═════ Source extract

ICP27-PABP–mediated translational stimulation is dependent on eIF4G. (A) Y2H of PABP RRM1-2 (amino acids 1–182) or RRM1-2Nt (amino acids 3–137) with ICP27 (amino acids 10–512), eIF4G (amino acids 1–641), or Paip1. MS2 and IRP were used negative controls. (B) Immobilized purified GST-ICP27 or GST was incubated with purified FLAG-eIF4G and/or His-PABP as indicated. Proteins were detected by immunoblotting. (C) Oocytes expressing MS2-U1A (negative control), MS2-ICP27, MS2-PABP, or MS2-SLBP were injected with m⁷G-Luc-MS2₃ and CSFV–β-gal mRNAs as well as mRNAs expressing either 2Apro or U1A (n = 4; ±SEM). *P < 0.05; not significant (n.s.), P > 0.05.

══════════
═════ Data

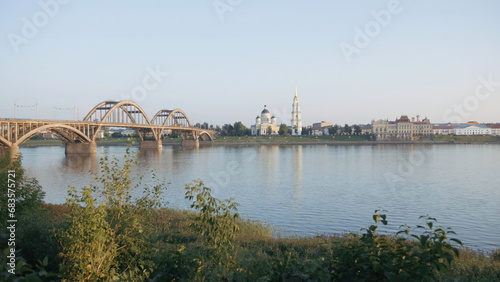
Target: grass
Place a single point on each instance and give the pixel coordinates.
(261, 257)
(258, 255)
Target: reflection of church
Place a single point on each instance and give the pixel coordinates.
(265, 124)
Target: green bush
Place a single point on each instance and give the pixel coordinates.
(109, 239)
(374, 257)
(217, 225)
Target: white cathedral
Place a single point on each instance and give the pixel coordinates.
(265, 124)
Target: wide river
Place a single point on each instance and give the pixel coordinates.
(315, 189)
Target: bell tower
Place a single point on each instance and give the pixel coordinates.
(296, 116)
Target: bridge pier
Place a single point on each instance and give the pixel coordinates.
(190, 143)
(81, 148)
(151, 144)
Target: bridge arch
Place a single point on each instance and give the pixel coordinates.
(62, 130)
(175, 117)
(118, 112)
(5, 142)
(205, 136)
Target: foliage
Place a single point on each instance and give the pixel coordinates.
(374, 257)
(23, 271)
(216, 224)
(108, 239)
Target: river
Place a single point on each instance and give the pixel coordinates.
(315, 189)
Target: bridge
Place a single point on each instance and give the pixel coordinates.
(80, 136)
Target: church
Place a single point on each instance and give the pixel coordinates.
(265, 124)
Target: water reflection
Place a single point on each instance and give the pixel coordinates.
(297, 171)
(315, 189)
(269, 163)
(79, 163)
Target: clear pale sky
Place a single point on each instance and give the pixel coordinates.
(224, 65)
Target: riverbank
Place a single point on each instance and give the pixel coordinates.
(361, 140)
(258, 255)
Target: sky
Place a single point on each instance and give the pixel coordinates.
(221, 61)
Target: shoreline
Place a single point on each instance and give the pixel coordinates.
(284, 143)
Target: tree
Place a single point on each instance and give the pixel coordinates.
(106, 237)
(347, 129)
(283, 129)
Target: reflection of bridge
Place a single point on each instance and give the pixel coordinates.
(80, 136)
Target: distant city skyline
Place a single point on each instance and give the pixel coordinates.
(351, 62)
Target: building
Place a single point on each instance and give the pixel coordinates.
(296, 116)
(495, 129)
(402, 129)
(443, 128)
(265, 124)
(366, 129)
(321, 128)
(472, 129)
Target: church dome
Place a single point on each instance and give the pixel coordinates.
(265, 115)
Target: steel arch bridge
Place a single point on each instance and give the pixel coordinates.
(80, 136)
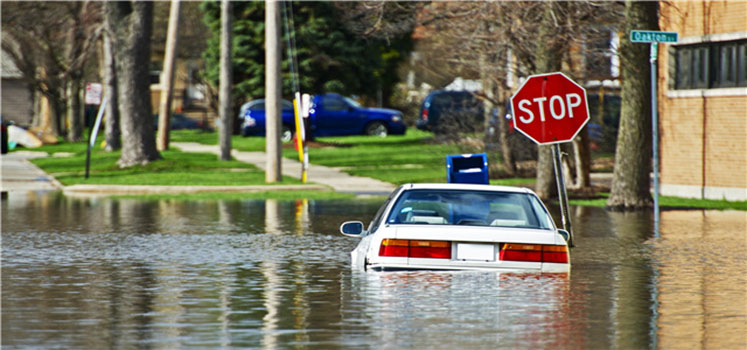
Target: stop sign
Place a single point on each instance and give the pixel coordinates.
(550, 108)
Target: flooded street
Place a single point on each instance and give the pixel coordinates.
(126, 273)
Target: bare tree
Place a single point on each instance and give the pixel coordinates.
(500, 42)
(167, 85)
(225, 126)
(130, 26)
(50, 42)
(631, 181)
(113, 133)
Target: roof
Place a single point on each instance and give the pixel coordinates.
(472, 187)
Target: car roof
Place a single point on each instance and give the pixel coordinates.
(469, 187)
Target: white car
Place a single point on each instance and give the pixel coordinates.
(460, 227)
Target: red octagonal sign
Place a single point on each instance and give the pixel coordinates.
(550, 108)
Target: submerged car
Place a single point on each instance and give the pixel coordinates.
(460, 227)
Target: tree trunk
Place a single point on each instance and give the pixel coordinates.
(113, 134)
(130, 24)
(549, 59)
(167, 85)
(631, 180)
(225, 126)
(273, 92)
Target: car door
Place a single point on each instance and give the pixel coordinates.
(334, 117)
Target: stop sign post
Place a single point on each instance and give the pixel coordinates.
(551, 109)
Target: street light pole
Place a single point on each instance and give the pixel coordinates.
(272, 91)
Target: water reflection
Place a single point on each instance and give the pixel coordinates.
(702, 282)
(103, 273)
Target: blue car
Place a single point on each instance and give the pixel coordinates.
(329, 115)
(252, 115)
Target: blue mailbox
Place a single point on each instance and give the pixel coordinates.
(467, 168)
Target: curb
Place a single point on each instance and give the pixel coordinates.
(109, 190)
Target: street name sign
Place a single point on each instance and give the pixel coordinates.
(649, 36)
(550, 108)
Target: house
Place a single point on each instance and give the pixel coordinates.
(702, 82)
(16, 101)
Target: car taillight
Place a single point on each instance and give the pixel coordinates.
(415, 249)
(534, 253)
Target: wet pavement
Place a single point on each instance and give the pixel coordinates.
(336, 179)
(97, 273)
(19, 174)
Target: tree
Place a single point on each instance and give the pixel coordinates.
(631, 180)
(503, 41)
(226, 117)
(112, 131)
(50, 42)
(167, 91)
(129, 24)
(330, 56)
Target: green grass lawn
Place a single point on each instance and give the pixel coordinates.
(176, 168)
(395, 159)
(672, 203)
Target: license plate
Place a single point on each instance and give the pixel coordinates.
(477, 252)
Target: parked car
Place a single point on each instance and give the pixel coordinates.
(460, 227)
(450, 111)
(180, 121)
(252, 115)
(329, 115)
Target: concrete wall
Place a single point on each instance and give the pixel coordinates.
(703, 132)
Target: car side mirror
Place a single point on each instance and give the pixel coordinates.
(352, 228)
(567, 236)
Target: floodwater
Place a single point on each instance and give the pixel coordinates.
(125, 273)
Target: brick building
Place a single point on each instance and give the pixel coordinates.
(703, 100)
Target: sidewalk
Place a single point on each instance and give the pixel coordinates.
(18, 174)
(331, 177)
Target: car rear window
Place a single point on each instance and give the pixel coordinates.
(474, 208)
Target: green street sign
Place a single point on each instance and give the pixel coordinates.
(649, 36)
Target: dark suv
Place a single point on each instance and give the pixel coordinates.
(450, 111)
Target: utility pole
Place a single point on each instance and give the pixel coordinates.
(272, 91)
(225, 125)
(167, 84)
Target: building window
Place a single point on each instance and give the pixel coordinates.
(711, 65)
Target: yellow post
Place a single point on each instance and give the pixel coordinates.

══════════

Try it:
Answer these from the figure legend, one per line:
(a) Which amino acid range of ICP27 was used in the Y2H experiment?
(b) What role did MS2 and IRP serve?
(c) What n value is given for the oocyte experiment in part C?

Reply:
(a) Amino acids 10–512
(b) Negative controls
(c) n = 4